_PROBLEM DESCRIPTION_. Give back exactly the lines of the material below that start at the line containing "form: x=41 y=379." and end at the line containing "form: x=899 y=139.", and no others.

########################################

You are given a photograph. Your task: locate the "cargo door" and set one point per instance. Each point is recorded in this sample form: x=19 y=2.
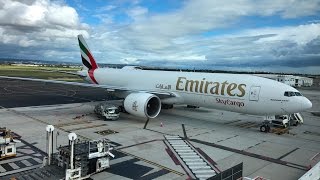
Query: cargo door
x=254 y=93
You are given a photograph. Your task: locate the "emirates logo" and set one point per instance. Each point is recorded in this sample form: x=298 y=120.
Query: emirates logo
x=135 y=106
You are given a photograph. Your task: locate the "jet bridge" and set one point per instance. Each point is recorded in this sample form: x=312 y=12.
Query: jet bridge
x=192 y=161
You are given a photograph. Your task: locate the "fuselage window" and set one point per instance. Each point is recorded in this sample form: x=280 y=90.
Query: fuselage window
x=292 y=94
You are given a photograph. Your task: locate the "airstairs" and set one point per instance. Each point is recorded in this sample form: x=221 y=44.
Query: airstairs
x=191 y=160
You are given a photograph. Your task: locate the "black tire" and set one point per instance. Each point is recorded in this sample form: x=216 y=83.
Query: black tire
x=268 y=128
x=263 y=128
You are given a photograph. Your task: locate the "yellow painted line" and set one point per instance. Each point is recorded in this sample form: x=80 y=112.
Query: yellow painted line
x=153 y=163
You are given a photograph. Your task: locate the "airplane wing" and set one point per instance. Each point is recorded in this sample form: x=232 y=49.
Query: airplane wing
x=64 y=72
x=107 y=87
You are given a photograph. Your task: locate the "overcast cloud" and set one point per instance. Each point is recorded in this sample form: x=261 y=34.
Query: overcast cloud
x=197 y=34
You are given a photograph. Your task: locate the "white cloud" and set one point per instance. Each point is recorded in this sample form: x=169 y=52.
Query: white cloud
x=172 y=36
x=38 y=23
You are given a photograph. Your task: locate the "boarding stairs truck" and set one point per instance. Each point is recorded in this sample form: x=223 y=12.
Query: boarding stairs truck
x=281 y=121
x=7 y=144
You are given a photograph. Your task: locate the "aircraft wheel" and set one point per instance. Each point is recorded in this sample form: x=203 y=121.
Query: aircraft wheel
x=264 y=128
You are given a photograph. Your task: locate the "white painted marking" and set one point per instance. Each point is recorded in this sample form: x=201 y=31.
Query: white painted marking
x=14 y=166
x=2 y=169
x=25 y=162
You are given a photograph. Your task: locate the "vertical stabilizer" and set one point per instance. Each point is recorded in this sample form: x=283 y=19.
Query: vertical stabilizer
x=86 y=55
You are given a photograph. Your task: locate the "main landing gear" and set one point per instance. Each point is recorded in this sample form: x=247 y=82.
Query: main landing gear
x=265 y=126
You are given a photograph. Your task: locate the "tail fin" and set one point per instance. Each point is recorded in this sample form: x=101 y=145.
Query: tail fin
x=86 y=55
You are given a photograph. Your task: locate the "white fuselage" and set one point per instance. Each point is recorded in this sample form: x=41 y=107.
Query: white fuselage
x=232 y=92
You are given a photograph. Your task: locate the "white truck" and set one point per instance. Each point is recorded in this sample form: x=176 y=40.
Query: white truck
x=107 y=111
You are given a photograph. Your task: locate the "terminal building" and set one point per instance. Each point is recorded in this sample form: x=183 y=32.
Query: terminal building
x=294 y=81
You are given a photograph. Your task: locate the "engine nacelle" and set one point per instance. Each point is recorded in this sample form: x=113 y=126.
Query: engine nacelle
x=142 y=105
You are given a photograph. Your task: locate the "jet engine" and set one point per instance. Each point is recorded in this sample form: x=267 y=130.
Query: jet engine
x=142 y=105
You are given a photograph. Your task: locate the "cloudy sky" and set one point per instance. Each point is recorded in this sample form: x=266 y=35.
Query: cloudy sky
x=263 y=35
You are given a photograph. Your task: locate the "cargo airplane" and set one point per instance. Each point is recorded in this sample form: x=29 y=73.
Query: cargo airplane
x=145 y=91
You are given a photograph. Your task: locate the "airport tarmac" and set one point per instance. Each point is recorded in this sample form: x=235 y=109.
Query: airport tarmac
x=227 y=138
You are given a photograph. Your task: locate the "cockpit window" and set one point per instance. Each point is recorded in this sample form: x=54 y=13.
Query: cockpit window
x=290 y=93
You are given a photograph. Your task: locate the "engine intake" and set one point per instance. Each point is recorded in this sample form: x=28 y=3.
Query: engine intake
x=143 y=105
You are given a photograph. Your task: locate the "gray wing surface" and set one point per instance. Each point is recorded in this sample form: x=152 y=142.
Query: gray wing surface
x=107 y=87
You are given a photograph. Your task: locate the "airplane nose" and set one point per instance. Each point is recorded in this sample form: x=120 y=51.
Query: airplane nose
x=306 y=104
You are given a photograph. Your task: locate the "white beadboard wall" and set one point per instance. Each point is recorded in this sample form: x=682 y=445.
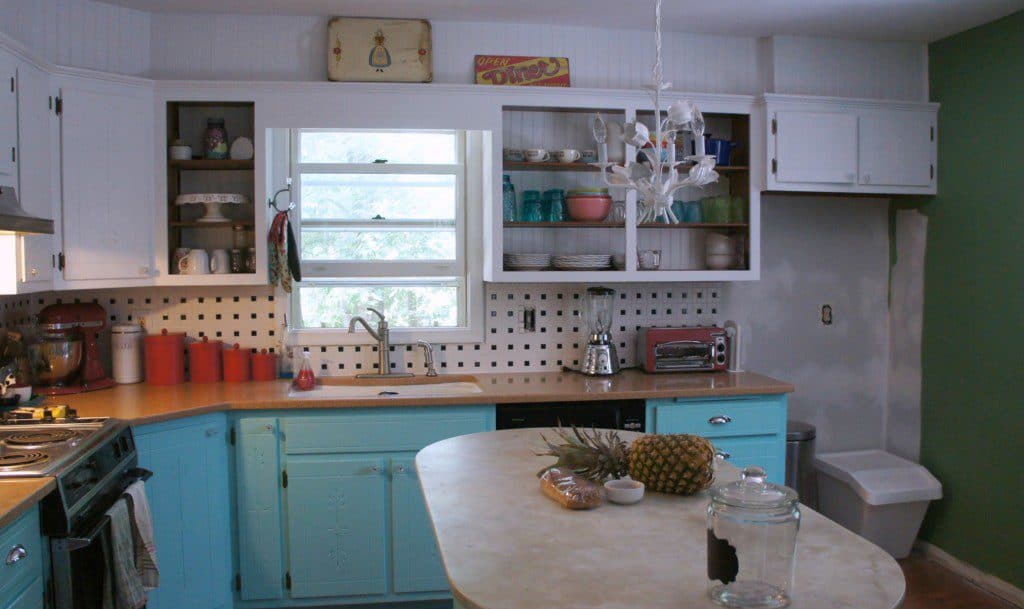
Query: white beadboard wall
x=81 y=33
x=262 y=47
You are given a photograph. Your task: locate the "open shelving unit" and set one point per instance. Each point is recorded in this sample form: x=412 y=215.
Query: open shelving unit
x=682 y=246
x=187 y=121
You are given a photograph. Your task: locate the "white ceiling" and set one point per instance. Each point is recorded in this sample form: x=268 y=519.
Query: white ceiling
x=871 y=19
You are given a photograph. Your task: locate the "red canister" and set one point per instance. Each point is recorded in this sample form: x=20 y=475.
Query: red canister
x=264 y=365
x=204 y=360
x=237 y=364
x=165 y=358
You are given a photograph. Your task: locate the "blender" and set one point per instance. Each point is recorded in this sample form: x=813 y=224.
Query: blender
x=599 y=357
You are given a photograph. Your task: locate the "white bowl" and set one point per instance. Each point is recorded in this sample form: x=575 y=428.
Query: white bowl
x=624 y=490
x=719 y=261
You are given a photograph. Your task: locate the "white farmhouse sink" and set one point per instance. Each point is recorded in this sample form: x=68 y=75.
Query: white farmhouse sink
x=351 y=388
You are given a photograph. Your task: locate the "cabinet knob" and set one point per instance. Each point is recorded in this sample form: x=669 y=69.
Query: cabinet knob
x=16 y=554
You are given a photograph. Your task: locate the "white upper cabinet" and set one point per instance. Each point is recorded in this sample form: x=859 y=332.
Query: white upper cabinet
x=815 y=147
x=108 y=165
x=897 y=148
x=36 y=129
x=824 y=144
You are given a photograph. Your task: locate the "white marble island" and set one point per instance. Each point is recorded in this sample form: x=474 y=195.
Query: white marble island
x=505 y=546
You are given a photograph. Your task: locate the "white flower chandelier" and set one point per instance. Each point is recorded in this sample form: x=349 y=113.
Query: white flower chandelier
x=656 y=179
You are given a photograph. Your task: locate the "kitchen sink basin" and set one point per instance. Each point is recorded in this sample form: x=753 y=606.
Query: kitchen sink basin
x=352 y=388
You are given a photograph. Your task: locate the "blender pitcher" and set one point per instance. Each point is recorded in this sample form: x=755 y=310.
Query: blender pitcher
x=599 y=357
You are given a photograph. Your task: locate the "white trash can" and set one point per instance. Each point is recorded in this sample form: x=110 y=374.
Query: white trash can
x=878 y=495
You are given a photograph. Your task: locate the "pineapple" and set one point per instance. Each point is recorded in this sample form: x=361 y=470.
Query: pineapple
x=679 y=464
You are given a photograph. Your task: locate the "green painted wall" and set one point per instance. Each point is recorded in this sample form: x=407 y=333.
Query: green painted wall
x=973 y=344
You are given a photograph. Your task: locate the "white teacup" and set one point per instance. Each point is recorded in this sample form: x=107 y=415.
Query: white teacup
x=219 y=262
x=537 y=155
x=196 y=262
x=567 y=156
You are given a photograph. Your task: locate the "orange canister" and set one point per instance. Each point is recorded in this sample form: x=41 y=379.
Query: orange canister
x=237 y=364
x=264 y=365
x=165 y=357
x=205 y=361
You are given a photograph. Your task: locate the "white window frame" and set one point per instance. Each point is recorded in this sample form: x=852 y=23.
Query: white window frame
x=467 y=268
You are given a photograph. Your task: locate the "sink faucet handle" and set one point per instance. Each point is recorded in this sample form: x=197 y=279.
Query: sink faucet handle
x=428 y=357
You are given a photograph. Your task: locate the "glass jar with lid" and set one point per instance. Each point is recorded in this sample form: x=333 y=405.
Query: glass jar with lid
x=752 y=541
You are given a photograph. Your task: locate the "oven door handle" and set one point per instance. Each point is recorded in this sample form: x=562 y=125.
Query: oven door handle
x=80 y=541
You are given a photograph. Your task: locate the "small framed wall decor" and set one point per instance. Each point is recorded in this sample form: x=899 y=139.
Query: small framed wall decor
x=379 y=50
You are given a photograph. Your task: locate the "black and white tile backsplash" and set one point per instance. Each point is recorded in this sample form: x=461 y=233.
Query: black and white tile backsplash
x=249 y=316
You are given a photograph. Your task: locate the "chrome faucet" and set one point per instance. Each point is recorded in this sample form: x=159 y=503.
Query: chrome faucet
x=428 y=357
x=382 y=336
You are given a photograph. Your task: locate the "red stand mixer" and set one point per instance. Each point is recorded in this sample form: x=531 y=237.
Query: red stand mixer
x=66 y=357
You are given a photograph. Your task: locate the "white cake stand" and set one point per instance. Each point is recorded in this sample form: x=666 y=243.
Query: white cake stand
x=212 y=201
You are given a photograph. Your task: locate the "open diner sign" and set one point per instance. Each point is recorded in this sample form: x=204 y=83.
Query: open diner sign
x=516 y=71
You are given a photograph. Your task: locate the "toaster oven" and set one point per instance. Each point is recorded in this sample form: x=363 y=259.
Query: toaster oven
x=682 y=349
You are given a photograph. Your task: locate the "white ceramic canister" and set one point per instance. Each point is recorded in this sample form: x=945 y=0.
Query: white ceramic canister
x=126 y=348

########################################

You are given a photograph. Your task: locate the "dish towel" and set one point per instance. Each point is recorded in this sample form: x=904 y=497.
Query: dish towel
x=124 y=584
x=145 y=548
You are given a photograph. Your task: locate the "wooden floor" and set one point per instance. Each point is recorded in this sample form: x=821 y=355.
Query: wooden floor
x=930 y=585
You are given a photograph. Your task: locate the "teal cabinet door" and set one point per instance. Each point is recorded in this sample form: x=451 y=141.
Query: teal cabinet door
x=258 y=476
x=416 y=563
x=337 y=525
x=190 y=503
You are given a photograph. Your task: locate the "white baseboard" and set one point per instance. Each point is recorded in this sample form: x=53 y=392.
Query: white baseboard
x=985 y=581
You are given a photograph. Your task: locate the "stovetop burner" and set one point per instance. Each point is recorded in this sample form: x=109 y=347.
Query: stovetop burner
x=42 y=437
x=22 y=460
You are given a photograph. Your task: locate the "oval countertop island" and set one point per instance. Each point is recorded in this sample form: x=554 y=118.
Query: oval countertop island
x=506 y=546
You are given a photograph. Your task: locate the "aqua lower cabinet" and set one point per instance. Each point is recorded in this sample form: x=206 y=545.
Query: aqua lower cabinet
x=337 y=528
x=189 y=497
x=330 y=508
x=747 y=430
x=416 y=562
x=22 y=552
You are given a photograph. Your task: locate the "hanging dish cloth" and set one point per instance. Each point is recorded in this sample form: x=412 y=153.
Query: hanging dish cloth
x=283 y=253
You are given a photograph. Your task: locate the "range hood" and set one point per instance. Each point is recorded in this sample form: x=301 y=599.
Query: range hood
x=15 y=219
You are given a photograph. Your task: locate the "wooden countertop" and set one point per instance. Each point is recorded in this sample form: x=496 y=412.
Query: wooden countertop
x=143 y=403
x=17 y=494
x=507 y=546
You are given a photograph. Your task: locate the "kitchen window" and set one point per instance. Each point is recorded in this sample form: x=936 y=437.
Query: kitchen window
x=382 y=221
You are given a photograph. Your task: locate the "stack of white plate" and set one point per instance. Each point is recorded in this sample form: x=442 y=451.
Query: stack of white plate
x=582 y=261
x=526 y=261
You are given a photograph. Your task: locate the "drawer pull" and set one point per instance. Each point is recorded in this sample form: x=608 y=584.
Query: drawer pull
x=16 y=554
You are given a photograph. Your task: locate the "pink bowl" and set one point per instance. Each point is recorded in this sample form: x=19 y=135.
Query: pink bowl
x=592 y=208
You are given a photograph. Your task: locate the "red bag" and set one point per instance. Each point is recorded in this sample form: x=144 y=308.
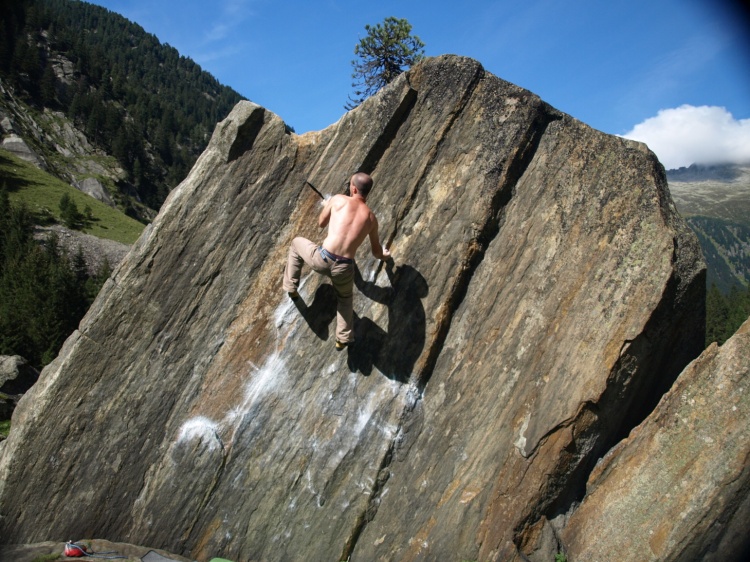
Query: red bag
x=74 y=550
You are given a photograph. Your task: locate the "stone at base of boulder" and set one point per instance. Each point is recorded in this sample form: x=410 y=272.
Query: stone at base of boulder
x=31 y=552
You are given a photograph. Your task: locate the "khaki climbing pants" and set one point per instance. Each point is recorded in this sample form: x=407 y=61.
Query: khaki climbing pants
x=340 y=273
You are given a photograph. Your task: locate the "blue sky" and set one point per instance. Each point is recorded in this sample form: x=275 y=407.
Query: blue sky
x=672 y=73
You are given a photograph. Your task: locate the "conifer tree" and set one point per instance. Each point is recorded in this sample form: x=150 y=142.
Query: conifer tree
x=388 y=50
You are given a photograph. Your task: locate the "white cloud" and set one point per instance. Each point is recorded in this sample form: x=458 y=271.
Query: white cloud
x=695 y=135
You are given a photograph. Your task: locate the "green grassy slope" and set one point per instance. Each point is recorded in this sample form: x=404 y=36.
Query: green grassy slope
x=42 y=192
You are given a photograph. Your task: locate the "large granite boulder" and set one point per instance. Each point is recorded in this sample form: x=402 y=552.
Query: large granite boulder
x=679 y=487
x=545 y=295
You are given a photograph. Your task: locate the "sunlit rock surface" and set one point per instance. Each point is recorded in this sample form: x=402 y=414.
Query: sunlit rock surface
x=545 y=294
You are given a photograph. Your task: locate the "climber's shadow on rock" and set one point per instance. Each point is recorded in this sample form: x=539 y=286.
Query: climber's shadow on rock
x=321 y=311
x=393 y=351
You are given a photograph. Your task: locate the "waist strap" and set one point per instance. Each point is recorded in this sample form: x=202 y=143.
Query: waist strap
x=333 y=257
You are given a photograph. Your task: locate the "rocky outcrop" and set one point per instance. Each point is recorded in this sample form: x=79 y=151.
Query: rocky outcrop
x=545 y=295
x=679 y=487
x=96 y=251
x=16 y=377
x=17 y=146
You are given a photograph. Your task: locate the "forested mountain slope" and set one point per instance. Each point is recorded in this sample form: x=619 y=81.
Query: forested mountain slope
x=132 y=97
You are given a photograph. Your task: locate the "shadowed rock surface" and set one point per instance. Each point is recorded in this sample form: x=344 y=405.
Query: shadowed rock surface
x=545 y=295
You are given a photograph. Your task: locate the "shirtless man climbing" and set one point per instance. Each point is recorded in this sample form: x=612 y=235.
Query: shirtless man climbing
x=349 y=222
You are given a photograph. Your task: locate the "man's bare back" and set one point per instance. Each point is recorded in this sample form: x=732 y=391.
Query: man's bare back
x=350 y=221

########################################

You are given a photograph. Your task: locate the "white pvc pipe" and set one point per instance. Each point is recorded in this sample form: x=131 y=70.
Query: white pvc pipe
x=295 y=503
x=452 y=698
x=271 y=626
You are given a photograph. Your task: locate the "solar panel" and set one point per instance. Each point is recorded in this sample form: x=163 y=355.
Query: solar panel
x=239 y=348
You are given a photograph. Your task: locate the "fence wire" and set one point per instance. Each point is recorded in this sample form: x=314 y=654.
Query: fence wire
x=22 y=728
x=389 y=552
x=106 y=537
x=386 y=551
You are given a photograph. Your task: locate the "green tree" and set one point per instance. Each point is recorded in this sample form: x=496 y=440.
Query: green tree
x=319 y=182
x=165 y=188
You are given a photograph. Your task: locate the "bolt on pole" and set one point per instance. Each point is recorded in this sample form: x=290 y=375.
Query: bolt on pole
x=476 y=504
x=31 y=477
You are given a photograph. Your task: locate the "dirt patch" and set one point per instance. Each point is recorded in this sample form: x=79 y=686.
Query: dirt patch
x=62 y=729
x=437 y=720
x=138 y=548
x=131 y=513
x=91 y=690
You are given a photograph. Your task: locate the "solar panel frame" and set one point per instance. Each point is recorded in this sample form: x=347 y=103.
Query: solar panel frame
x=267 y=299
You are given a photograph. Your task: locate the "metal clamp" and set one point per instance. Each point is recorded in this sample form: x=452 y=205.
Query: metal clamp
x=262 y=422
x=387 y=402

########################################

_TASK OUTPUT_.
You are given a photograph. Your task: locate the "orange canister" and set one point per instance. Each point is recorded in this sample form: x=41 y=379.
Query: orange canister
x=237 y=364
x=264 y=365
x=165 y=357
x=205 y=361
You are given a photograph. Your task: locate the "white window frame" and set one point per instance. Each point is recorded in this sample form: x=852 y=23.
Query: white window frame
x=467 y=268
You are given a photograph. Your task: locate the "sink faucet handle" and set one point per instance. Each point is recorded in this sample form: x=197 y=279.
Query: sink faucet handle
x=428 y=357
You are given a photograph. Your task: locate the "glass jar with lid" and set one point per instance. Each point is recorded in this sample form: x=333 y=405.
Query: glass jar with lid
x=752 y=541
You are given a photograph. Your task: locate the "oven door handle" and set one point per instance. Each point is recorded in this sample form: x=562 y=125.
Query: oven door handle
x=80 y=541
You are given a photograph. Your task: locate the "small framed wall decor" and set one point per instance. Each point is recorded in this sample form: x=899 y=139.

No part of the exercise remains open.